ИЗВЛЕЧЁННЫЙ ТЕКСТ:
____

МОЙ ДЯДЯ СТЁПА

Степан Андриянович Водилов – мой дядюшка – родился 27 февраля 1911 года. Был он чуть выше среднего роста. Прямой, с гордо посаженной головой, физически крепкий, смугловатый, лицо бритое. Усат. Под широкими густыми бровями большие пронзительные карие глаза. Темные с проседью слегка кучерявые волосы, прическа «бобриком». Было в нем что-то офицерское. Ко мне он очень хорошо относился и везде брал с собой. Катал то на лошади, то на телеге, то на таратайке. Зимой обожал ездить в кошёвке, и я с ним. Надо сказать, очень любил лошадей. Работая в колхозе конюхом, ухаживал за ними: чистил, стриг, подковывал. Объезжал молодых, приучал к упряжи. Я ни разу не видел, чтобы он применил к какой-нибудь лошади вожжи или кнут. И они подчинялись ему, а ведь у каждой был свой характер. Любовь к животным передалась и мне.

У дяди Степы было ружье, системы Бердана 28-го или 24-го калибра, уже не помню, таких теперь нет. Он любовно называл его «моя берданка». После войны в лесах водилось много волков, и если он ехал в рощу, то всегда брал его с собой. Но почему-то ни разу не дал мне выстрелить, сколько я ни просил. 

Дядя Степа геройски сражался с 1942-го по 1945 г.г. на Ленинградском фронте. Был в пехоте автоматчиком. Воевал в Норвегии, штурмовал Киркинес, брал Портсамо. Прошел всю Прибалтику, Польшу, дошел до Берлина. Рассказывал о штурме Зееловских высот – «…Там я видел горы трупов наших погибших солдат…». Делился воспоминаниями, как в Берлине брали штурмом каждую улицу, каждый дом, подвал, чердак. Немцы оказывали яростное сопротивление, и чем ближе были к центру города, тем оно усиливалось. «…Мы вдвоем заскочили в один дом, пошли по комнатам, тихо, никого нет. Стали уходить, и вдруг – выстрел, шедшему сзади товарищу пуля попала в затылок. Оказывается, немец затаился в шкафу. Я его застрелил из автомата. После того случая мы взяли за правило: при входе в квартиру строчить из автоматов по кроватям, ящикам и шкафам. Из вещей я старался ничего не брать, опасаясь мин-ловушек. Продукты тоже не трогал. Зайдешь в комнату, а там красиво накрытый стол, как бы в спешке брошен, и чего только на нем нет: колбаса, сало, шнапс… Но иногда все было отравлено. Особенно вино. На столе стоит бутылка, рядом стакан или рюмка наполненная, большая такая, как бы приглашает – выпей, жарко ведь! На дворе май, да и войне конец, выпей! Очень много наших ребят «погорело» на этом.

____

ЗАДАНИЯ:
a - Назовите по тексту о дяде Стёпе точную дату его рождения.
b - Изложите текст о дяде Стёпе в двух предложениях.
Отвечайте, опираясь только на текст о дяде Стёпе.

ФРАГМЕНТ НАБОРА ДАННЫХ:
____

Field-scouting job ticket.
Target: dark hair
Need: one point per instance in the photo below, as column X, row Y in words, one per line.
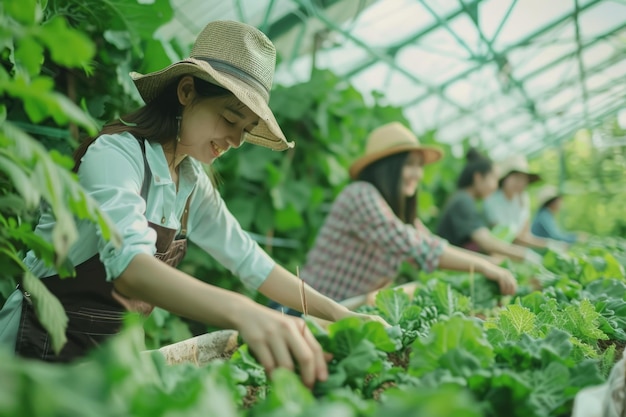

____

ОТВЕТЫ:
a - 27 февраля 1911 года.

b - Степан Андриянович Водилов работал конюхом в колхозе, очень любил лошадей и повсюду брал рассказчика с собой. С 1942 по 1945 год он воевал автоматчиком на Ленинградском фронте, дошёл до Берлина и рассказывал, как там брали штурмом каждый дом и как солдаты гибли от отравленных продуктов и вина.